• **Aim of the exercise**: Leaving every image behind, reproduce the records word for word.

-- Opening Marker --

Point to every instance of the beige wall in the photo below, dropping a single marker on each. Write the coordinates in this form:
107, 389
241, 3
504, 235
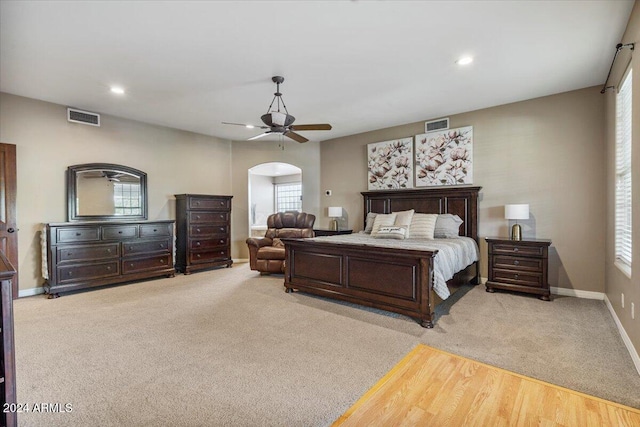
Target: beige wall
247, 154
617, 282
547, 152
175, 162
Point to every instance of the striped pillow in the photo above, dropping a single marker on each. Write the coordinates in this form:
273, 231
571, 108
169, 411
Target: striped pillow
403, 218
382, 220
422, 226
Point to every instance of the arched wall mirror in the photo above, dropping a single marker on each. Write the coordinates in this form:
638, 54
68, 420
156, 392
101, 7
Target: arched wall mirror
104, 191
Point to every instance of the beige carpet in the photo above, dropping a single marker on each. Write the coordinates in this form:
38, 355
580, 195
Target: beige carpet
229, 347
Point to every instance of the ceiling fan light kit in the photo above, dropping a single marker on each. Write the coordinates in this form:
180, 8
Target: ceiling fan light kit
281, 122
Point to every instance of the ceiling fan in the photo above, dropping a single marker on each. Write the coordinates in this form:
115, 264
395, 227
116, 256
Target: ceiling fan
281, 122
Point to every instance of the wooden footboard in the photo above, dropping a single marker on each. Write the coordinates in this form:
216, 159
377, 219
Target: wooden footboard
395, 280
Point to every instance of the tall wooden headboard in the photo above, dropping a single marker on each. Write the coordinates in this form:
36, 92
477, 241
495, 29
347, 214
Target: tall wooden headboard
461, 201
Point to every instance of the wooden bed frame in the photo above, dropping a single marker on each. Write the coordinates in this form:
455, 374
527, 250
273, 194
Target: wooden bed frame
396, 280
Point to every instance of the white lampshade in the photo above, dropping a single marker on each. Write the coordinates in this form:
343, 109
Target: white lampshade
335, 211
516, 211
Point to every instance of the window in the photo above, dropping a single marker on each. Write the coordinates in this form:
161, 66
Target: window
623, 175
289, 197
126, 199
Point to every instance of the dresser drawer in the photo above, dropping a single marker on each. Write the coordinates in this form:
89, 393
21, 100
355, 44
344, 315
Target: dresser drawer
135, 248
145, 264
119, 232
88, 252
522, 278
209, 203
515, 249
221, 243
77, 234
208, 230
208, 255
517, 263
88, 271
156, 230
221, 218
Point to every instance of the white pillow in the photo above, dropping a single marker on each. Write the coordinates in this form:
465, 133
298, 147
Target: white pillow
403, 218
382, 220
422, 226
391, 232
371, 216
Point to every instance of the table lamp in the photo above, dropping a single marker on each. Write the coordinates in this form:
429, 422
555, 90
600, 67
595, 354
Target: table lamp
335, 212
516, 212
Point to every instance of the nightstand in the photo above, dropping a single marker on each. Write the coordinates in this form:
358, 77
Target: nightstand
519, 265
325, 232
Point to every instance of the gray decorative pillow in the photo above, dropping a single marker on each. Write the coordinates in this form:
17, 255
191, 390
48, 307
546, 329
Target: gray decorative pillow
447, 226
371, 216
391, 232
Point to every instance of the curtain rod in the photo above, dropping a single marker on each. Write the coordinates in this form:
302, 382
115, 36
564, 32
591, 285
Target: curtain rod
619, 47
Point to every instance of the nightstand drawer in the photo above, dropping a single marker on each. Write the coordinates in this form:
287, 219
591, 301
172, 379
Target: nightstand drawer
518, 263
521, 278
515, 249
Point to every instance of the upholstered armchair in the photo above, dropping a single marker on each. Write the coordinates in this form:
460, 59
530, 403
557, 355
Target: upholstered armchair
266, 254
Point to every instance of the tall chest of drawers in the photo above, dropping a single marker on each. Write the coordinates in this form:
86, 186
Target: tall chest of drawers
519, 265
87, 254
203, 232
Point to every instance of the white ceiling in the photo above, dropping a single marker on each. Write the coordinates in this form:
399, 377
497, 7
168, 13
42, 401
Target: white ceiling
359, 65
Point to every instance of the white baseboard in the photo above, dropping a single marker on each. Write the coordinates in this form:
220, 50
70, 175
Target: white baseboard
30, 292
578, 293
623, 334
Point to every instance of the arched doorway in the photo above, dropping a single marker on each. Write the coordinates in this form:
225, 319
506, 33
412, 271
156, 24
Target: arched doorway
273, 187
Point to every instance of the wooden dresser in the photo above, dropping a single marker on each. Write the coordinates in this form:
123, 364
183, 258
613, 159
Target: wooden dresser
87, 254
7, 352
203, 232
520, 265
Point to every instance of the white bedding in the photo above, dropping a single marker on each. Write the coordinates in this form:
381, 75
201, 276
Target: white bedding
453, 254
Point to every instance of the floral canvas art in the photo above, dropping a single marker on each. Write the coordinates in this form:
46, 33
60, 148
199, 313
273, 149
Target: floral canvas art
390, 164
444, 157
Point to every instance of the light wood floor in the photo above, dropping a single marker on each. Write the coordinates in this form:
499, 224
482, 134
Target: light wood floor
430, 387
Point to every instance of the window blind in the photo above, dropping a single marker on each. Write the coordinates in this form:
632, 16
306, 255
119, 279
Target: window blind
623, 243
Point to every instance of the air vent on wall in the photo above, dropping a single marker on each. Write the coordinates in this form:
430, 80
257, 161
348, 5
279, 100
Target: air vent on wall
435, 125
84, 117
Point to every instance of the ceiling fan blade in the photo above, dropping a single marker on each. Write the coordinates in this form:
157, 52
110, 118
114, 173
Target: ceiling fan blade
259, 136
245, 125
319, 126
295, 136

-- Closing Marker --

• **Result below**:
Point to every instance of the beige wall in the photo below, dropping a single marker on each. Write the coordinates in this form:
107, 389
241, 3
504, 235
Target: beige wall
247, 154
617, 282
547, 152
175, 162
Point to every instance of the striped pillow in the photo above, dropping a single marker on each. Write the coordinates in this form:
273, 231
571, 108
169, 411
Target: striped pillow
403, 218
382, 220
422, 226
Point to every instance of the arched wall mirror in the photo above, dropping a single marker on each. Write the coordinates in this form:
638, 54
68, 420
156, 392
101, 7
Target: arched wall mirror
104, 191
Point to every instance of the beige carpet in the photo above, dropping a single marker on each. Write the coordinates in this form:
38, 355
580, 195
Target: beige carpet
229, 347
Point to every instance of the ceiling fan light kit in the photo above, dropping a single marker on each. Write the coordinates in this form:
180, 8
Target: ceiling fan light kit
281, 122
Point to every instance of the ceiling fan in the photo above, dropping a single marker on each. Write the coordinates in this form:
115, 264
395, 227
116, 256
Target: ceiling fan
281, 122
Point to every instance of the wooden footboard in the photo above, dropping a single marker on each. Write the coordinates in this form:
216, 159
377, 219
Target: wooden footboard
395, 280
Point to every instance of the tall wooden headboard in the photo above, dropping a single marker on each. Write the coordinates in this form:
36, 92
477, 241
495, 29
347, 214
Target: tall wooden headboard
461, 201
Point to every instance of the wooden bed frame in the photo above, dropping a single marker on each. Write the coordinates in this form:
455, 374
527, 250
273, 194
Target: wooden bed frame
396, 280
Point to every instance of the white lampshade in the photo above, dropping a single marker on each. Write the coordinates in this form:
343, 109
Target: white lampshade
335, 211
516, 211
Point to every instance of the window in the photo above, dropping a single marker on each. Write the coordinates in this form:
161, 66
Target: window
623, 175
289, 197
126, 199
Point to every instance of the dresser drawer in the photo above, dropping a single marker on each. Write the coordinates in this form:
89, 393
21, 100
355, 44
344, 315
Target: dresser drawer
135, 248
145, 264
119, 232
88, 252
522, 278
209, 203
515, 249
221, 243
77, 234
208, 230
208, 255
517, 263
88, 271
156, 230
221, 218
Point to every instance of the white pillow in the photo above, dropping a single marker on each. Write the coordinates in this form:
465, 133
298, 147
Target: white pillow
403, 218
382, 220
422, 226
391, 232
371, 216
Point to every instance of the table lamp in the photo above, dropping a single marker on each. Write the coordinates in this form:
429, 422
555, 90
600, 67
595, 354
Target: table lamp
335, 212
516, 212
Point to every instance of the nightstand in the photo above, dropping a single marker on each. Write the coordinates in this form:
358, 77
Target: nightstand
519, 265
325, 232
Point to every instance of the gray decorative pillow in the photo above, dropping a single marker on each. Write the coordinates in this form:
17, 255
191, 390
48, 307
546, 329
Target: gray decorative pillow
447, 226
371, 216
391, 232
Point to every instance of the curtain rod in the photo above, dropping a single marker on each. Write the coordinates in this form:
302, 382
115, 36
564, 32
591, 285
Target: curtain rod
619, 47
Point to every instance of the nightstand drawer in the photo above, dropping a single marker on each. Write the coordinates in this form:
287, 219
591, 301
172, 379
Target: nightstand drawer
518, 263
521, 278
515, 249
Point to every instance of the upholstered armchair in the photo above, dropping a single marker on each. Write the coordinates in this form:
460, 59
530, 403
557, 355
Target: upholstered armchair
266, 254
Point to every instance of the tall chest of drawers in the photo above, dropping a single marker on each. Write the coordinates in this form:
86, 186
Target: tall chest of drawers
519, 265
87, 254
203, 232
Point to every instance of the white ceiling in the photo above, dropping a single marker on each. Write the coordinates in this form:
399, 377
497, 7
168, 13
42, 401
Target: white ceiling
359, 65
Point to every instance of the white baseboard in the photo above, dropping a single marker on each. Write the coordinates in this form:
220, 50
70, 175
Target: white baseboard
30, 292
578, 293
623, 334
Point to every instance of the arched doorway in the photo above, dropping a single marker on each. Write the coordinates in this form:
225, 319
506, 33
412, 271
156, 24
Target: arched doorway
273, 187
Point to every instance of the wooden dresser in the photo above, dropping a single marker on each. Write the coordinates in this form:
123, 364
183, 258
613, 159
Target: wooden dresser
87, 254
7, 352
203, 232
520, 265
Point to every instance of the white bedding in the photo above, dropping a single marker on each. Write the coordinates in this form:
381, 75
201, 276
Target: white bedding
453, 254
Point to every instance of the floral canvas art in the photo above, dropping a single marker on each. Write the coordinates in this form:
46, 33
60, 148
199, 313
273, 149
Target: floral canvas art
390, 164
444, 157
Point to every instance of the light wood floor in the photo above, dropping a single marker on each. Write the coordinates in this form:
499, 224
482, 134
Target: light wood floor
430, 387
Point to every instance of the window blind in the photo above, dropping a single marker on each. Write the coordinates in this form:
632, 16
306, 255
119, 279
Target: window blind
623, 243
Point to every instance of the air vent on wall in the photo above, dropping a single marker on each. Write the coordinates in this form:
430, 80
257, 161
348, 5
279, 100
Target: air vent on wall
435, 125
84, 117
Point to every instance of the ceiling fan blade in the photo above, dropping a single marker on each. Write the coordinates in this form:
157, 52
110, 118
114, 173
Target: ceiling fan blade
259, 136
245, 125
319, 126
295, 136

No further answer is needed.